_PAGE_
** START **

# 24 hour day and night / humans' need for sleep



## TripleXBullies (Jun 20, 2013)

Is it coincidence that humans require about as much sleep as there is night time across most of the habitable portion of the globe? Not exactly, but day and night fit well with awake and asleep. If it's not coincidence, is it evolution? Any god could have left sleep out of the equation. If they fit together by design, why?

I haven't heard anything on the subject from either side I don't think.


----------



## SemperFiDawg (Jun 20, 2013)

I'm wondering who is going to be the first to challenge you to define coincidence, require, sleep, and/or habitable.  It's a question I have honestly never given any thought to.  Let me think on it.


----------



## swampstalker24 (Jun 20, 2013)

Would it not make sense for an organism to evolve to best fit it's environment.  I hear people say all the time that because earth has all the properties to make life for humans possible, then it must be proof that it was created for us.  But, could you imagine living beings flourishing in an environment that wasn't just right for them?


----------



## TripleXBullies (Jun 20, 2013)

I agree with that statement. Based on that statement we must have evolved to require that amount of sleep. I'd like to hear details on that because I have never heard them.


----------



## TripleXBullies (Jun 20, 2013)

Really?? I challenge your definition of wondering, is, on, and a.

require, sleep and habitable are loose enough. Coincidence would mean there is no specific reason.




SemperFiDawg said:


> I'm wondering who is going to be the first to challenge you to define coincidence, require, sleep, and/or habitable.  It's a question I have honestly never given any thought to.  Let me think on it.


----------



## SemperFiDawg (Jun 21, 2013)

TripleXBullies said:


> I agree with that statement. Based on that statement we must have evolved to require that amount of sleep. I'd like to hear details on that because I have never heard them.



Shooting from the hip late on a Friday.  
Well if we evolved (and I certainly don't grant that) and the earliest humans were scavengers/hunter gatherers why didn't we develop a nocturnal circadian rhythm like most scavenger/hunter mammals where we would sleep in the day and hunt/scavenge at night.  What I wouldnt give to have the night vision of an owl.


----------



## drippin' rock (Jun 21, 2013)

SemperFiDawg said:


> Shooting from the hip late on a Friday.
> Well if we evolved (and I certainly don't grant that) and the earliest humans were scavengers/hunter gatherers why didn't we develop a nocturnal circadian rhythm like most scavenger/hunter mammals where we would sleep in the day and hunt/scavenge at night.  What I wouldnt give to have the night vision of an owl.



I think, unlike most popular theories, that we are designed to be more herbivore than carnivore.  Aren't most plant eaters nighttime sleepers?  So much emphasis is placed on the hunter portion of the equation.  I think it should be mostly on the gatherer side.


----------

** END **

_COLLECTED MATERIAL_

** START **

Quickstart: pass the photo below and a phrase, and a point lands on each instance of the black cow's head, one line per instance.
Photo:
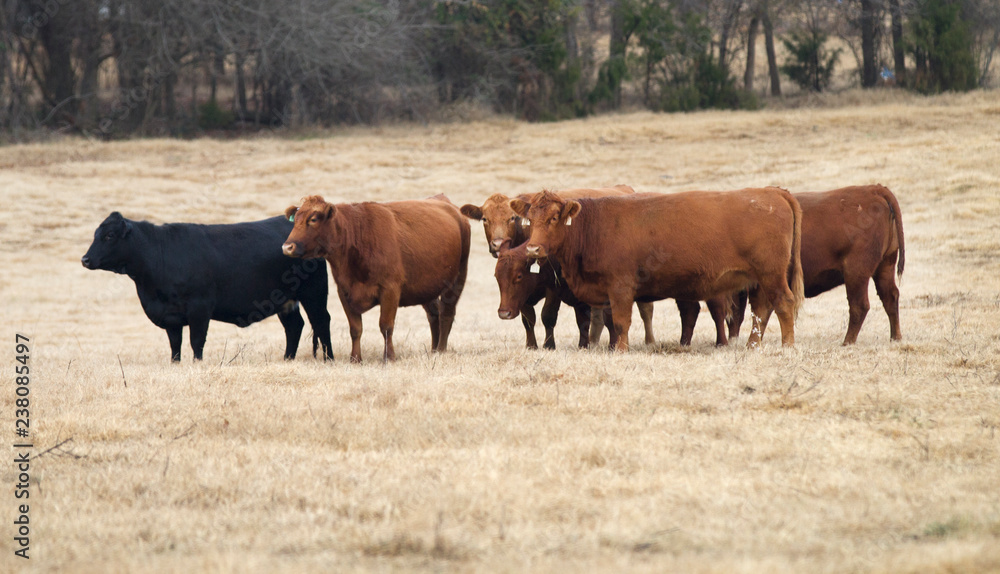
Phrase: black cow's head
(110, 250)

** END **

_PROBLEMS TO SOLVE_
1) Please write out everything in the sleep thread from "## swampstalker24 (Jun" down to "right for them?".
2) Summarize the sleep thread in two sentences.
The material above stands apart from the sleep thread.

_COMPLETE ANSWERS_
1)
## swampstalker24 (Jun 20, 2013)

Would it not make sense for an organism to evolve to best fit it's environment.  I hear people say all the time that because earth has all the properties to make life for humans possible, then it must be proof that it was created for us.  But, could you imagine living beings flourishing in an environment that wasn't just right for them?

2) The thread opens by asking whether it is coincidence that humans need about as much sleep as there is night across most of the habitable globe, and whether that fit comes from evolution or design. Replies argue that organisms evolve to fit their environment, ask why early scavengers and hunter-gatherers did not develop a nocturnal rhythm, and suggest that humans are more gatherer than hunter, noting that most plant eaters seem to sleep at night.